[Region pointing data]
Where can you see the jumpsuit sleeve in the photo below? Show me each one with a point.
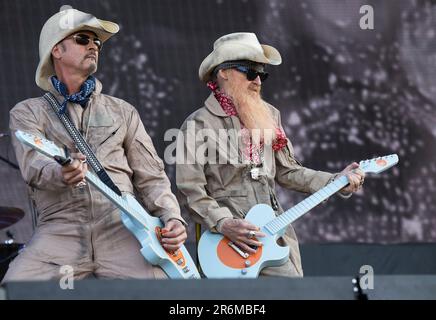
(149, 177)
(38, 170)
(292, 175)
(191, 182)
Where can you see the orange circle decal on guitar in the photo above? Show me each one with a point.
(232, 259)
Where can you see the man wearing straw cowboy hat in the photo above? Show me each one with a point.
(77, 226)
(256, 153)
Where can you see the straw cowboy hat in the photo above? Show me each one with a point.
(60, 26)
(237, 46)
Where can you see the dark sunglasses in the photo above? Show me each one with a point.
(252, 74)
(83, 40)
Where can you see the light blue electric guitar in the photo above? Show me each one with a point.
(147, 229)
(220, 258)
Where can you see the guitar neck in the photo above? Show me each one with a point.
(120, 202)
(279, 224)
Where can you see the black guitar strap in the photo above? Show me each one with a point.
(81, 143)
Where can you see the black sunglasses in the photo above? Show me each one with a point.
(252, 74)
(83, 40)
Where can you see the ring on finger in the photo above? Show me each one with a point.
(251, 234)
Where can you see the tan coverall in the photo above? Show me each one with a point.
(212, 192)
(79, 227)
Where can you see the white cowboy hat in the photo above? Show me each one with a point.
(60, 26)
(237, 46)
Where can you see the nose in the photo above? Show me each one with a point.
(257, 81)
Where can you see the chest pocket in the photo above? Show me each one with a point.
(235, 200)
(105, 131)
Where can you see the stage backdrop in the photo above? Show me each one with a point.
(345, 93)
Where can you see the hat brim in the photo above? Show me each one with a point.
(237, 51)
(102, 28)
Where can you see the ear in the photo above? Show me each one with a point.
(56, 52)
(223, 74)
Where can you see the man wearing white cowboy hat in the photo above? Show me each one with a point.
(77, 225)
(219, 195)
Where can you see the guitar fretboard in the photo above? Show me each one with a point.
(281, 222)
(120, 202)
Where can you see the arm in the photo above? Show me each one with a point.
(38, 171)
(292, 175)
(149, 177)
(191, 181)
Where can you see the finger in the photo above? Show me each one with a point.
(175, 240)
(75, 179)
(78, 156)
(248, 225)
(256, 234)
(173, 228)
(352, 166)
(172, 247)
(244, 247)
(72, 166)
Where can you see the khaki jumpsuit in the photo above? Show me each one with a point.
(212, 192)
(79, 227)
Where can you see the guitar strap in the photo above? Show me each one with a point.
(81, 143)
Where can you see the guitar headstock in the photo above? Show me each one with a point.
(43, 145)
(380, 164)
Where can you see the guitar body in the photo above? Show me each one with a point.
(219, 260)
(218, 256)
(177, 265)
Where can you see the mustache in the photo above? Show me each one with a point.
(91, 55)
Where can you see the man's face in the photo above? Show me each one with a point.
(239, 79)
(80, 57)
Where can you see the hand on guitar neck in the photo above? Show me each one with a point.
(355, 177)
(173, 235)
(73, 169)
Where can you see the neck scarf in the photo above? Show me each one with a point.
(80, 97)
(251, 151)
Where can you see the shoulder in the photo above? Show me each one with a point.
(29, 106)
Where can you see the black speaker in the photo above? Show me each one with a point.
(204, 289)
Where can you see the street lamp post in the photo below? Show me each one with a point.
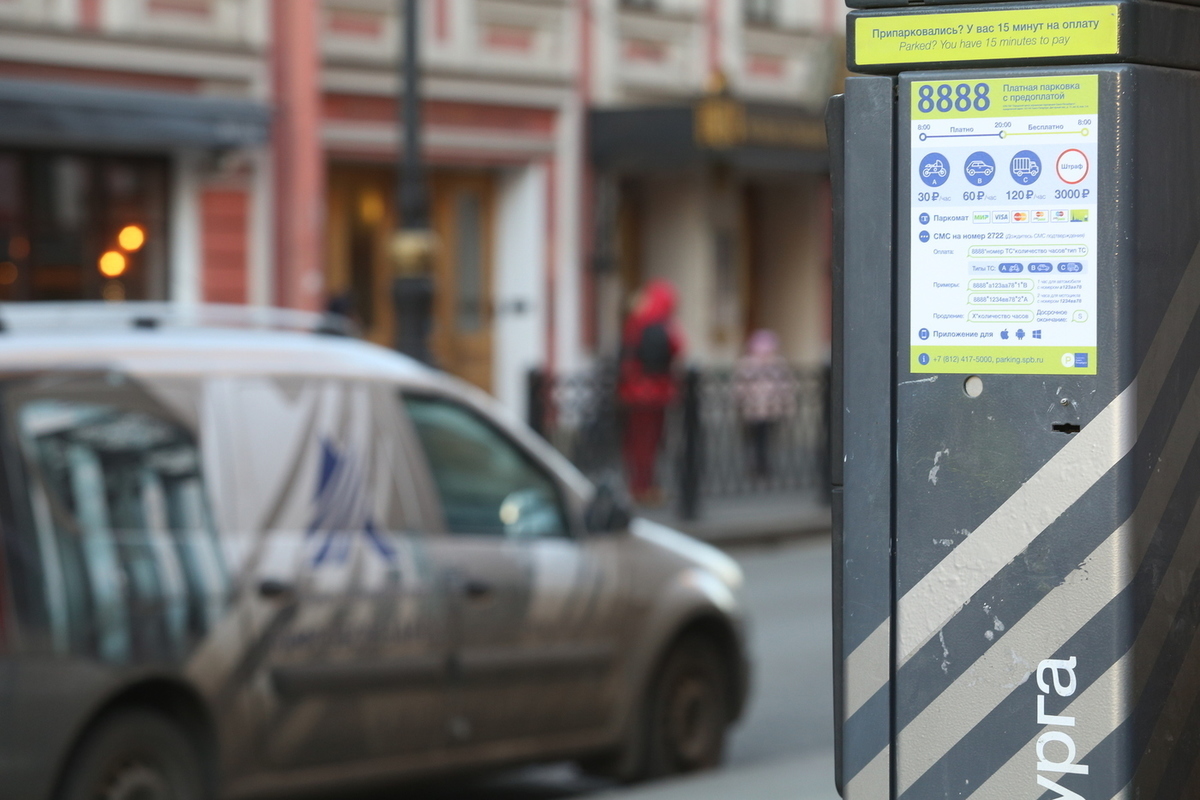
(413, 244)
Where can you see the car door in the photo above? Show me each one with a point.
(348, 648)
(533, 605)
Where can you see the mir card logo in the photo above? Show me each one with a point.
(342, 507)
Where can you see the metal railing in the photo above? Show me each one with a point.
(723, 438)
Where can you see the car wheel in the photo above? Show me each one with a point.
(689, 710)
(135, 755)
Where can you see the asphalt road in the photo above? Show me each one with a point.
(791, 709)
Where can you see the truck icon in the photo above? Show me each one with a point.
(1026, 167)
(978, 167)
(934, 168)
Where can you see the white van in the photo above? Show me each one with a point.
(241, 560)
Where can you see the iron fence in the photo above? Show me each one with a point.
(721, 438)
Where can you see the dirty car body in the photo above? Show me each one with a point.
(322, 565)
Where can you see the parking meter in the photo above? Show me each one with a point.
(1017, 366)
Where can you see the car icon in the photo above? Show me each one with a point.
(1026, 167)
(978, 167)
(934, 168)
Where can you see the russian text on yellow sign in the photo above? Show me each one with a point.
(987, 35)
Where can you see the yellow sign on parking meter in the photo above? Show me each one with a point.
(1003, 211)
(987, 35)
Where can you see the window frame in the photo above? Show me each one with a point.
(24, 481)
(571, 516)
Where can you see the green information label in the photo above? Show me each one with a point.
(1005, 35)
(1003, 224)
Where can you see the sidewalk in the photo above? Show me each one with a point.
(749, 519)
(809, 777)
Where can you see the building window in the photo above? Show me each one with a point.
(761, 12)
(82, 227)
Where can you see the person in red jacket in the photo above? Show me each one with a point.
(651, 344)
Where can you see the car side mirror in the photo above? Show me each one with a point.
(609, 510)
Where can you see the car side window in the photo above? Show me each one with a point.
(124, 525)
(487, 485)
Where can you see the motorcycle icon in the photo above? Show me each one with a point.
(934, 168)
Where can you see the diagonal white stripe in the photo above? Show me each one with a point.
(1152, 373)
(1107, 571)
(874, 781)
(1111, 697)
(943, 590)
(868, 667)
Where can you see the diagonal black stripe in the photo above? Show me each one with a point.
(1055, 553)
(1098, 645)
(867, 733)
(1129, 740)
(1012, 723)
(1183, 758)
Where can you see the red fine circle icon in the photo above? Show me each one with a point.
(1072, 166)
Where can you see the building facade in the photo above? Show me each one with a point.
(245, 151)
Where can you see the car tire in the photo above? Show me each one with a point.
(135, 755)
(689, 710)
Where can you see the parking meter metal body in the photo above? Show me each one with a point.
(1017, 362)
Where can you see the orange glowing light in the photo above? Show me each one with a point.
(112, 264)
(131, 238)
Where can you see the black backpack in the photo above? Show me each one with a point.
(654, 349)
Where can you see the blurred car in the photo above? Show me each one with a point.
(245, 561)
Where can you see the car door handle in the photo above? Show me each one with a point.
(475, 588)
(275, 589)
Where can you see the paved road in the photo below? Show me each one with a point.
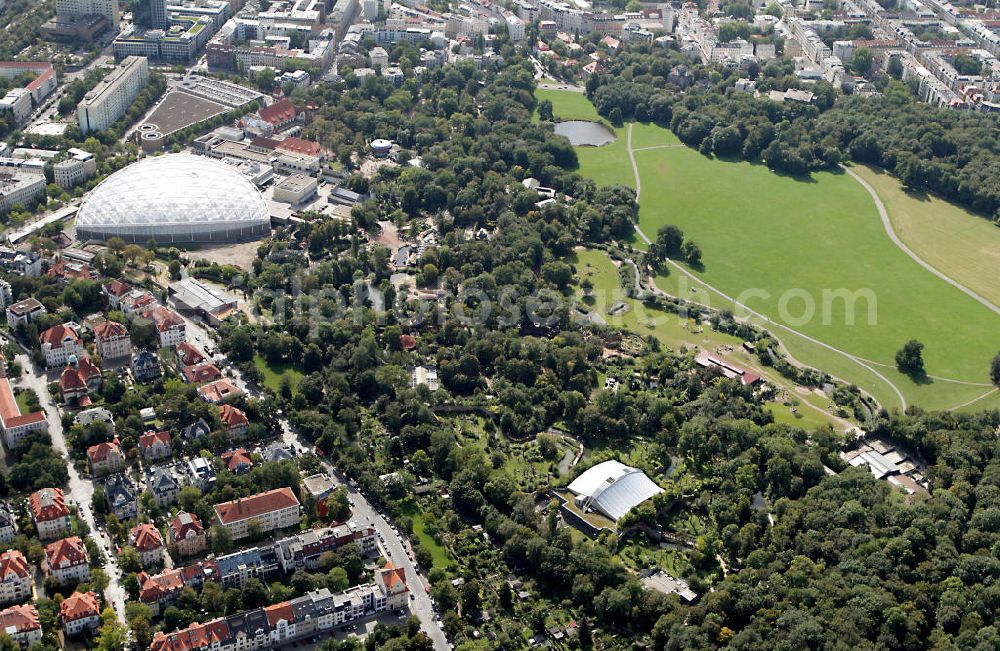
(81, 490)
(750, 312)
(887, 223)
(394, 546)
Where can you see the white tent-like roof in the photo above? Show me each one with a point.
(613, 489)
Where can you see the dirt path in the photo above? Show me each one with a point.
(887, 223)
(750, 312)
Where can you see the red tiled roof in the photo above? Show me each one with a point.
(188, 354)
(149, 438)
(79, 605)
(184, 523)
(201, 373)
(64, 269)
(236, 458)
(100, 452)
(255, 505)
(117, 288)
(13, 562)
(277, 612)
(219, 390)
(55, 335)
(77, 377)
(394, 578)
(145, 538)
(195, 636)
(164, 318)
(154, 588)
(109, 330)
(21, 618)
(70, 549)
(48, 504)
(232, 416)
(279, 112)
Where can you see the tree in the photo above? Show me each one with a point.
(909, 358)
(545, 110)
(113, 634)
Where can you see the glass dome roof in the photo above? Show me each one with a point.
(177, 194)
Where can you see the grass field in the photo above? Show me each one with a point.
(956, 242)
(796, 243)
(440, 554)
(275, 373)
(676, 333)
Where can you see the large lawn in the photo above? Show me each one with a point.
(781, 244)
(274, 374)
(962, 245)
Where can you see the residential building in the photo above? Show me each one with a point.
(80, 166)
(101, 415)
(201, 373)
(271, 510)
(112, 340)
(67, 270)
(188, 355)
(199, 473)
(108, 101)
(106, 458)
(50, 513)
(20, 263)
(219, 391)
(24, 312)
(237, 461)
(164, 486)
(285, 623)
(146, 540)
(15, 577)
(169, 326)
(145, 366)
(155, 446)
(198, 430)
(77, 381)
(16, 426)
(115, 291)
(8, 523)
(80, 612)
(234, 420)
(186, 533)
(59, 342)
(67, 560)
(120, 494)
(21, 624)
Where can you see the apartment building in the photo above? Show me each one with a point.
(109, 100)
(268, 511)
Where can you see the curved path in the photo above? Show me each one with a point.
(887, 223)
(857, 360)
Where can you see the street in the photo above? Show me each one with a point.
(363, 511)
(79, 489)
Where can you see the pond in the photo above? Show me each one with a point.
(583, 133)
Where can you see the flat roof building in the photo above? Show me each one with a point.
(109, 100)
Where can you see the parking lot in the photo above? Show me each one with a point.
(178, 109)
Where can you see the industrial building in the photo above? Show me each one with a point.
(175, 198)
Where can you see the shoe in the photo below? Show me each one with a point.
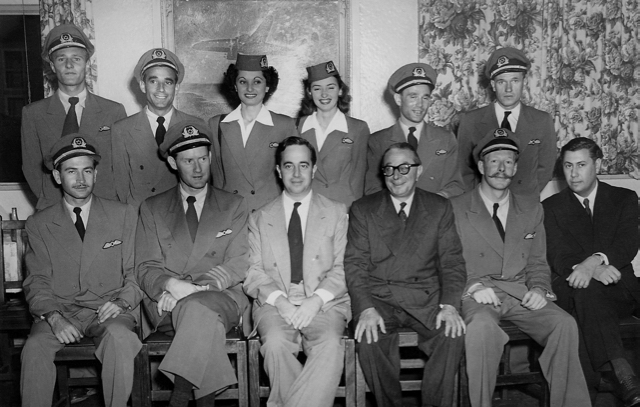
(80, 394)
(628, 390)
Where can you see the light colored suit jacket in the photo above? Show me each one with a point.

→ **The task**:
Please transcribe word for word the lines from the one bearing "Where can you see the flat" through the last line of the records above, omitting the pictures.

→ **Response**:
Where can you see the flat roof building in the photo above? Show me each one with a point.
(109, 100)
Where can you see the parking lot in the photo above? Show me each one with a point.
(178, 109)
Where can you see the industrial building in the photo above? Show me each one with a point.
(175, 198)
Where can you see the shoe in the photo below? Show me each one with a point.
(80, 394)
(628, 390)
Where can you see the light colored suit jacket in the photo above? Show me each one with a point.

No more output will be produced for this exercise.